## Work to do
**a.** According to the appeal below about underrepresentation of women in art, how many of the 169 artists in MoMA's 1985 overview exhibition were women?
**b.** Pick up the appeal about women in art from its final sentence and write the next part.

## Text passage

Bulgarian Fund for Women is launching a Fund for Art Projects by Female Artists and seeks your support to raise a minimum of 15 000 BGN. The Fund’s aim is to fight the insufficient representation of women in professional art and the cultural sector, to shed light on the work of female artists/painters and to increase their access to financial resources. The Fund will also support projects, which interpret crucial issues related to women today, including those of minorities.
“Why art projects? Why for female artists only?” you may ask. Because art searches and creates ways to connect people. And the roads for women in art are thorny and often reflect their daily struggle to defend their right to create. They are still only a few, especially in the world of institutionalized art. Even today, the work of female artists takes up less than 20% of the space of leading galleries and museums, and more often than not they are not represented at all. Thus we, the public, see less than half of the entire picture of the artistic world.
As in all other areas – politics, economy, culture – women are denied an equal access. The reasons for that are complex. You think women artists are less in number or lesser artists? In fact, nowadays women create art on par with men, but you will not see this art exhibited in the museums.
Why is it SO important ?! The great galleries and museums form global tastes; they support artists, finance their work and present them to the richest collectors in the world. The truth is that the art we consider to be the most valuable, both in monetary and cultural terms, is almost entirely created by men. That’s why the world museums that are believed to have the most significant collections are the ones who can boast that they have works by Turner, Matisse, Van Gogh and Picasso, Pollock, Rottko, Kuns, Hurst, and Hockney. The fact that you can not think of any female equivalent says everything.
In 1985, the Museum of Modern Art in New York, MoMA, created an exhibition that claimed to be an overview of the most significant works of modern painting and sculpture, where .only 15 women were selected from a total of 169 artists. At that time, it was found that only 4% of the artists present in the modern art sections of the Metropolitan Museum are women, but 76% of the acts are naked female bodies.
In Bulgaria, there are 72 male and only 5 female artists included in the new contemporary Bulgarian art collection of the National Gallery Kvadrat 500. In a recent exhibition of the collection of the United Bulgarian Bank entitled UN/KNOWN 47 works by classic Bulgarian artists were shown. Mere 5 of the works were authored by three women.
Therefore it is no surprise that today the most expensive artists are … men. Leader of the list is Damien Hurst, with each of his works sold for an average of about $ 10 million. By comparison, the most expensive contemporary female artists Yayi Kusama, Cindy Sherman and Bridget Riley have sold their own works for $ 7, 6.7 and 5.7 million, respectively. The highest price so far paid for a woman-made work is $ 44.4 million for Georgia O’Keefe’s Jimson Weed / White Flower No1, sold in 2014, but this is only 25% of the record-breaking 179.4 million dollars paid for Picasso’s Les Femmes d’Alger next year.
For Bulgaria, according to a survey of the prices of the most expensive works of art in terms of painting and sculpture of Bulgarian artists in the period 1989-2010, there is a list of 14 men and one woman – Sultana Surojon, who nevertheless is second after Svetlin Rusev.

## Dataset
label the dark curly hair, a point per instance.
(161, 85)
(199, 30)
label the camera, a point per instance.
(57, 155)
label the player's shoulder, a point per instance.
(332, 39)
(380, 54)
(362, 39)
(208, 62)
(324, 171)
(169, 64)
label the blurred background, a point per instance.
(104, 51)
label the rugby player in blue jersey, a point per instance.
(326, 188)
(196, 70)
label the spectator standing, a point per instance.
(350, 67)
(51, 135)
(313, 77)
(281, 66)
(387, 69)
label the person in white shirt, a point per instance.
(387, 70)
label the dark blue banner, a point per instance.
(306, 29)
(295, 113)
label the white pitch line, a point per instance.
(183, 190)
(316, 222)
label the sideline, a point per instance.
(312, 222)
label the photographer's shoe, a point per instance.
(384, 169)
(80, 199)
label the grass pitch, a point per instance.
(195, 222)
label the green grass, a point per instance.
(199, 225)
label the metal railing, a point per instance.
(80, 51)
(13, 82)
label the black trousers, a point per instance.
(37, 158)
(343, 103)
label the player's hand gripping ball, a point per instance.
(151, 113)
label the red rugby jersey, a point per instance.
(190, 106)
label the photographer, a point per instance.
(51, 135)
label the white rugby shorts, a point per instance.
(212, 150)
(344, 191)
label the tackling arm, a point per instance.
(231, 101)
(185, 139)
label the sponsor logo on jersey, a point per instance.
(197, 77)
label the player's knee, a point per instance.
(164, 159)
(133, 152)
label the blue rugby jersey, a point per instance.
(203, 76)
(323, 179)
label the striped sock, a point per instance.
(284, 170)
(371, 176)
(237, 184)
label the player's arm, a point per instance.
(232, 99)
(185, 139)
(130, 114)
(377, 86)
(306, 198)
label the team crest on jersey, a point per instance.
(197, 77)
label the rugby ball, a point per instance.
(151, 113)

## Answers per task
**a.** 15 women.

**b.**
There have always been and there will always be women in art regardless of the recognition of the academic world. It is for a fact that women have had the freedom to express themselves artistically no longer than a century – to study in art academies, to publish their written work, to exhibit their paintings, to provoke our senses and perceptions in their own unique way. Even though they have always been a part of it, it was usually in secrecy, hidden behind pseudonyms, showing great strength to oppose discrimination.
The lack of visibility of the creative potential of half of humanity, the low appreciation of their works by rule, their representation primarily as objects and “muses”, imposes irreparable damage. For it reinforces the widespread misconception that female artists simply can not draw as well as men (as stated by Georg Bazelitz in 2013!); that women can not make art and have children – they have to choose one or the other; that women should make peace with the fact that their role is as objects and muses, but not as artists. And what is moreover detrimental is that these attitudes are easily transferred and validated as a rule in all other fields of expression.
In believe in the statement of Sara Sandman, an American designer and artist, that “women have hidden potential as leaders of various artistic movements that draw attention to the many forms of social exclusion.”
Let’s not forget that art is a kind of documenting a certain time. On what story we are telling today, Anastasia Taylor-Lind, a British documentary photographer, commented mercilessly on her profession and the place of women in it: “Only 15% of photojournalists are women. More than half of photojournalists come from Europe or North America. We do not just create journalistic content, we document history. By creating this visual timeline, it is good to think about what stories we are telling and who we are. Do we, as artists dare to venture out of the socio-cultural context of a white heterosexual man coming from some of the richest countries in the world? ”
Therefore, we at BFW want women to take their hard-earned position in the history of art, to express their talent without the risk to be underappreciated because of their gender. We need their stories in order to have a just representation of our world. This is why we created a special Fund for Art Projects by Female Artists. Donate, so that we could show the invisible 2/3rds of the picture and enrich the world of art with the voice of female artists!
You can donate here.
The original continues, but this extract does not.